Stored items from a collection

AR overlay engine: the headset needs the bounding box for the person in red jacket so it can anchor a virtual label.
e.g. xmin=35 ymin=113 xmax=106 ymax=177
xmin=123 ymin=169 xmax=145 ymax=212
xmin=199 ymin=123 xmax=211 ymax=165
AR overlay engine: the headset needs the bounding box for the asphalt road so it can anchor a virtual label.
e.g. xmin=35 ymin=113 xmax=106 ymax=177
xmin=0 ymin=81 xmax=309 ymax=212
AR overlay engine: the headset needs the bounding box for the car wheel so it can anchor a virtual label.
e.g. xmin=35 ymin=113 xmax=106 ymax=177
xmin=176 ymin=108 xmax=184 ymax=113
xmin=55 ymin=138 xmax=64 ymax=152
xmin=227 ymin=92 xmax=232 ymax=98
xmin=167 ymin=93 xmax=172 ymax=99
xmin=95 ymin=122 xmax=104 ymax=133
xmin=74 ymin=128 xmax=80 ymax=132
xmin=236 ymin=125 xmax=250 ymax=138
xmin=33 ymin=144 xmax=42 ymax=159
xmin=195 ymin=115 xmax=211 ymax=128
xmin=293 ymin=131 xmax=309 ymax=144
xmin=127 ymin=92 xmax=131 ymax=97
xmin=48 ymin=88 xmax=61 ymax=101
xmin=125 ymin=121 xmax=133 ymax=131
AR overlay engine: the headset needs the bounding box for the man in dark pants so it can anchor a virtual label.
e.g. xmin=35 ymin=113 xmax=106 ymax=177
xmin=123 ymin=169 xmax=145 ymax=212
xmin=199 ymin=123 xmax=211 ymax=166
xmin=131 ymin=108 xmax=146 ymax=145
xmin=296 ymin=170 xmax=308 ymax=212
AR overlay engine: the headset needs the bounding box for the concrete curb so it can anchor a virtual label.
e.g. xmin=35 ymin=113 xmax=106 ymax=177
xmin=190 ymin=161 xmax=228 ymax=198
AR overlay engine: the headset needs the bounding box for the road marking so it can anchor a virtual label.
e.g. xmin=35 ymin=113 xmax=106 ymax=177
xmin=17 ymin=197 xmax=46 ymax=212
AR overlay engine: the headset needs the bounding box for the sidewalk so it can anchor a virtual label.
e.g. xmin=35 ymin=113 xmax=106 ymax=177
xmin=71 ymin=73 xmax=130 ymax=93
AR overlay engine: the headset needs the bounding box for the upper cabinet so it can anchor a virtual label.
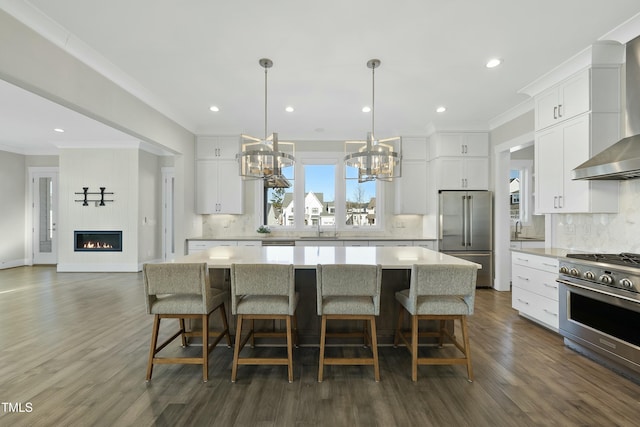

> [Exercise objective]: Please return all of the entries word for word, excluding the pictures.

> [Answer section]:
AR overlay engine: the headset needs the bounding box for the person in red jacket so it can anchor a virtual label.
e.g. xmin=35 ymin=113 xmax=106 ymax=177
xmin=123 ymin=169 xmax=145 ymax=212
xmin=199 ymin=123 xmax=211 ymax=165
AR overlay engine: the headset needs the bounding box for the asphalt road so it can anchor a virtual label.
e.g. xmin=35 ymin=113 xmax=106 ymax=177
xmin=0 ymin=81 xmax=309 ymax=212
AR overlay engine: the headset needs the bounding box for the car wheel so it can anchor a virtual label.
e.g. xmin=35 ymin=113 xmax=106 ymax=177
xmin=176 ymin=108 xmax=184 ymax=113
xmin=55 ymin=138 xmax=64 ymax=152
xmin=227 ymin=92 xmax=232 ymax=98
xmin=167 ymin=93 xmax=172 ymax=99
xmin=95 ymin=122 xmax=104 ymax=133
xmin=74 ymin=128 xmax=80 ymax=132
xmin=236 ymin=125 xmax=250 ymax=138
xmin=33 ymin=144 xmax=42 ymax=159
xmin=195 ymin=115 xmax=211 ymax=128
xmin=293 ymin=131 xmax=309 ymax=144
xmin=127 ymin=92 xmax=131 ymax=97
xmin=48 ymin=88 xmax=61 ymax=101
xmin=125 ymin=121 xmax=133 ymax=131
AR overlay engine: the headset needs the bounding box for the man in dark pants so it can anchor a virtual label.
e.g. xmin=35 ymin=113 xmax=106 ymax=177
xmin=123 ymin=169 xmax=145 ymax=212
xmin=199 ymin=123 xmax=211 ymax=166
xmin=131 ymin=108 xmax=146 ymax=145
xmin=296 ymin=170 xmax=308 ymax=212
AR overlay engine: the headset needs the bounding box for the concrete curb so it can anchor a virtual label.
e.g. xmin=35 ymin=113 xmax=106 ymax=177
xmin=190 ymin=161 xmax=228 ymax=198
AR overlay engine: the headset needs the bounding box for the road marking so it can anchor a virtual label.
e.g. xmin=35 ymin=113 xmax=106 ymax=177
xmin=17 ymin=197 xmax=46 ymax=212
AR overlay engine: the headset needs the bounding box for the sidewalk so it can anchor a virtual label.
e.g. xmin=35 ymin=113 xmax=106 ymax=177
xmin=71 ymin=73 xmax=130 ymax=93
AR overlay engine: the headset needs the bounding box for the upper cabinet so it can anchor a virtual label.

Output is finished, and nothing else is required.